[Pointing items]
☆ ☆ ☆
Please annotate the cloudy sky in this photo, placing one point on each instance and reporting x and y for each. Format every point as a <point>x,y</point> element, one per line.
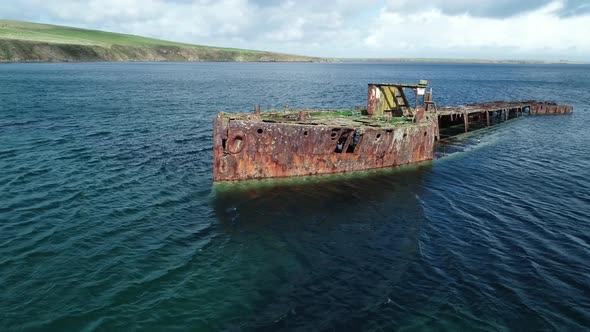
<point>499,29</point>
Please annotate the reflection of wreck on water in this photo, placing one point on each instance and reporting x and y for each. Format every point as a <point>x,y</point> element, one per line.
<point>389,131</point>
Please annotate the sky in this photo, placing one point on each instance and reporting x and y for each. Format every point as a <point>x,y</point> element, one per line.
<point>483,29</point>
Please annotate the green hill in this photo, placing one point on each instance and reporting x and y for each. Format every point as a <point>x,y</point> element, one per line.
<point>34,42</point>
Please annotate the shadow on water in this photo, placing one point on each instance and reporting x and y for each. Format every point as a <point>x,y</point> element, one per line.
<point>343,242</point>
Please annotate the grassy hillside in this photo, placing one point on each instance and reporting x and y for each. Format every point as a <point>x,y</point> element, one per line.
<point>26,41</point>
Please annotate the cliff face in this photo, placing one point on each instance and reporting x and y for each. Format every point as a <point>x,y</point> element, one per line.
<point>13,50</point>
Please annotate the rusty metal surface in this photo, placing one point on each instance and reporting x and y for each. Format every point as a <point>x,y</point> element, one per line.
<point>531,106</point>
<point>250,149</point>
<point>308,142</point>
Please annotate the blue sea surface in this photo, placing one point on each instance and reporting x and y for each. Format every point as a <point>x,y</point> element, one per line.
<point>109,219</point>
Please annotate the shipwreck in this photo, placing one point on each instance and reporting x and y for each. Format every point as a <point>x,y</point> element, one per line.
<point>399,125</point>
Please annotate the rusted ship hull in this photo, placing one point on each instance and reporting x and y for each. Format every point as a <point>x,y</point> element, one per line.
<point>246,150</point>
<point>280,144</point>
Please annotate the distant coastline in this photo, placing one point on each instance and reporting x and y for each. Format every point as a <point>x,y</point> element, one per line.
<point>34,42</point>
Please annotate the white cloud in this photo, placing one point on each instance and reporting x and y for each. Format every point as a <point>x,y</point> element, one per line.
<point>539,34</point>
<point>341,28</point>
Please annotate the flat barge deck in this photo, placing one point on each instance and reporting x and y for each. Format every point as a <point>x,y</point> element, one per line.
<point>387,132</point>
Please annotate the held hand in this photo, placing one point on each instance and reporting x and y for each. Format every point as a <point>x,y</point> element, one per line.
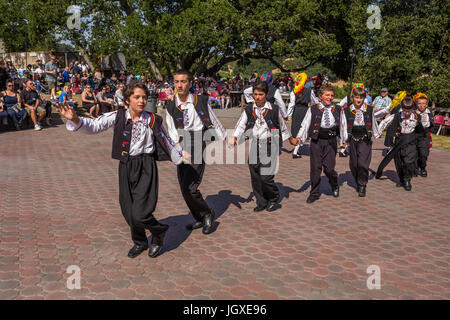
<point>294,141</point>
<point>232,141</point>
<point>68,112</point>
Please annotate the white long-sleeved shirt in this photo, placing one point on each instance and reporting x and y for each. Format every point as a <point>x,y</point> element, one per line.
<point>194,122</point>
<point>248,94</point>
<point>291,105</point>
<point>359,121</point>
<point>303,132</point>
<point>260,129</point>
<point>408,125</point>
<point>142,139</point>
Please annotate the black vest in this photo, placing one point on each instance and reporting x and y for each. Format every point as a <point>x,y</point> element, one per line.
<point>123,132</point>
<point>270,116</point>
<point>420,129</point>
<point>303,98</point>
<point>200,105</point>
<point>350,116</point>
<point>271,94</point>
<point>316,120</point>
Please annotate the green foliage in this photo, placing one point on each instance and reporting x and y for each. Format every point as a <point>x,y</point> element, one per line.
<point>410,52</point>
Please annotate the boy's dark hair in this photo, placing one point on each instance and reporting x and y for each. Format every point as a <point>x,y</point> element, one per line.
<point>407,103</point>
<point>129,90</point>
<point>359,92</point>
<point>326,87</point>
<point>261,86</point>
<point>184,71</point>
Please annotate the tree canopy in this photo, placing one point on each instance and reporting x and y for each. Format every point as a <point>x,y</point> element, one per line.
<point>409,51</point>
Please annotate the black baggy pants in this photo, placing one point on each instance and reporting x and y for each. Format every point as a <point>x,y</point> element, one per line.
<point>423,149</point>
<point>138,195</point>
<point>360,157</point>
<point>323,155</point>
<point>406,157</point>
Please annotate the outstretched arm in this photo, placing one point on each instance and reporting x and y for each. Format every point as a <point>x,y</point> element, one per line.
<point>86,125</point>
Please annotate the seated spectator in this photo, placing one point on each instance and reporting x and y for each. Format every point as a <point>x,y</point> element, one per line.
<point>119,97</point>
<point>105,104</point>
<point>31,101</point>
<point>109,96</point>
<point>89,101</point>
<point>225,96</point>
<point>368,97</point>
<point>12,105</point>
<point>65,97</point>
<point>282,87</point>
☆ ☆ ☆
→ **Goal of the exercise**: Write out the lines starting at the one containing "Please annotate the shadow" and ending at the one containing "<point>13,50</point>", swapping "cliff face" for "rock face" and leaving everything else unchanged.

→ **Exercise response**:
Please annotate the shadow on water in this photo, placing one point on each instance and reporting x and y for each. Format every point as a <point>x,y</point> element, one per line.
<point>343,242</point>
Please annotate the grassy hillside in this photo, placing one point on each instance and reporting x and y for each. Format every point as a <point>x,y</point> element, one per line.
<point>26,41</point>
Please annotate the rock face in this photo, placing one point on each instance and reporting x and y for each. Format every point as a <point>x,y</point> element, one per line.
<point>13,50</point>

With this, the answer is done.